[QUOTED TEXT start]
Advocating for Yourself at Work

Learn how to be an advocate for what you need and help those around you deliver on the best help they can offer.

Image by Jack Wassiliauskas / EyeEm/ Getty Images
Image by Jack Wassiliauskas / EyeEm/ Getty Images

Not everyone that you work with in your organization is equipped to give you exactly what you need in your career, and that is okay. It is within your control to be an advocate for what you need, and help those around you deliver on the best help they can offer you. Sometimes we step back from advocating for ourselves and our ideas at work because of fear of what might happen, or because we assume that others with higher roles or more experience than us know best how to navigate the situation. But here’s the rub. Sometimes, leaders have blind spots. Groups agree all too easily on bad decisions. Or, you are leaving your path in the hands of others who don’t know what you need the most. Only you know what you need, so advocating for yourself even when it feels hard or unpopular might be exactly what’s missing from your work mojo.

Here are some ways that you can advocate for yourself at work to get what you need for your professional development.

Ask for what you need

Sometimes the opportunities we miss most frequently are right in front of us, with our own supervisor, or with a close coworker. Consider this: Let’s say you and your boss are discussing a roadblock you are hitting, and they say, “I’ll send out that email to solve _____ issue.” They jump to fixing. You have a choice in that moment to either (A) allow them, or (B) advocate for what you really need. This might be saying, “I feel comfortable sending that email and resolving the issue. I really just needed to talk this through with you to make sure we were aligned, and so you could point out any blind spots I might be missing. I’ve got this.” In this case, you really needed a coaching approach, not for them to take on any responsibility for solving the issue. Ask, and (usually) you shall receive.

Be specific requesting feedback

When you ask someone, “Do you have any feedback for me?” it can seem too broad and overwhelming for the other person. Instead, request more pointed, specific feedback to get a more specific response. For example, following a staff meeting ask a trusted feedback partner, “I am really working on communicating effectively when I want to oppose an opinion or support an unpopular view. How do you think I did in that meeting responding to Linda?” Another tactic can be asking for “Feedforward,” or suggestions for things you could do in the future.
[QUOTED TEXT end]
[MATERIAL start]
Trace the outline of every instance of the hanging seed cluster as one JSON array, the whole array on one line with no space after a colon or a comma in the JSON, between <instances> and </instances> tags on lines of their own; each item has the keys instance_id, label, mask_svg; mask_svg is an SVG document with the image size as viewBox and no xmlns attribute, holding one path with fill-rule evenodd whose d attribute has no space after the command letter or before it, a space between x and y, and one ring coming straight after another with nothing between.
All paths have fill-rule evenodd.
[MATERIAL end]
§ **SHORT EXERCISE A**: From the self-advocacy piece, reproduce word for word the passage that begins at the words "Be specific requesting" and stops after "in the future.".
§ **SHORT EXERCISE B**: Pick up the article on advocating for yourself at work after its last sentence and keep writing it.

§ **RIGHT ANSWER A**:
Be specific requesting feedback

When you ask someone, “Do you have any feedback for me?” it can seem too broad and overwhelming for the other person. Instead, request more pointed, specific feedback to get a more specific response. For example, following a staff meeting ask a trusted feedback partner, “I am really working on communicating effectively when I want to oppose an opinion or support an unpopular view. How do you think I did in that meeting responding to Linda?” Another tactic can be asking for “Feedforward,” or suggestions for things you could do in the future.

§ **RIGHT ANSWER B**:
Challenge your own assumptions

What assumptions are you making that may be holding you back? In the past, I had made up assumptions that people viewed me a certain way as I returned from maternity leave, or that my organization didn’t really support me going out to networking events because no one else in my company spent time doing so. After reexamining, I made up those stories to tell myself in the absence of other supporting information. In reality, people weren’t viewing me as I assumed they were as a new mom (not that it mattered, that wasn’t going to change) and just because people weren’t networking didn’t mean that it wasn’t supported for me to do so.

Recognize when you balk at taking action

Can you recognize when you are about to say or do something, then in a matter of seconds decide not to? If you think back to those moments where you remember a specific physical, internal reaction, most of those are times when you regret not speaking your mind or taking action. What stops us is fear. Instead, recognize the physical feeling or the thoughts that surface so you can recognize the moment as the opportunity to advocate for yourself or your idea, even if it isn’t a popular viewpoint at the time.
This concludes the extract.